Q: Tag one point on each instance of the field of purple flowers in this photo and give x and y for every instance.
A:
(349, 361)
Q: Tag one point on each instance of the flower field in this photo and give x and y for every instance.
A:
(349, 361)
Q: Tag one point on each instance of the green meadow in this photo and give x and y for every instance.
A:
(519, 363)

◇ ◇ ◇ ◇ ◇ ◇ ◇

[What to do]
Print the listing above in full, exactly as it is.

[Response to the exercise]
Q: Tag one point on each instance of the field of purple flowers in this photo and give x and y for every instance.
A:
(349, 361)
Q: Tag one point on each instance of the flower field in this photo and give x and y for every instance.
A:
(349, 361)
Q: Tag one point on each instance of the green meadow in this photo and give x and y for every instance.
A:
(519, 363)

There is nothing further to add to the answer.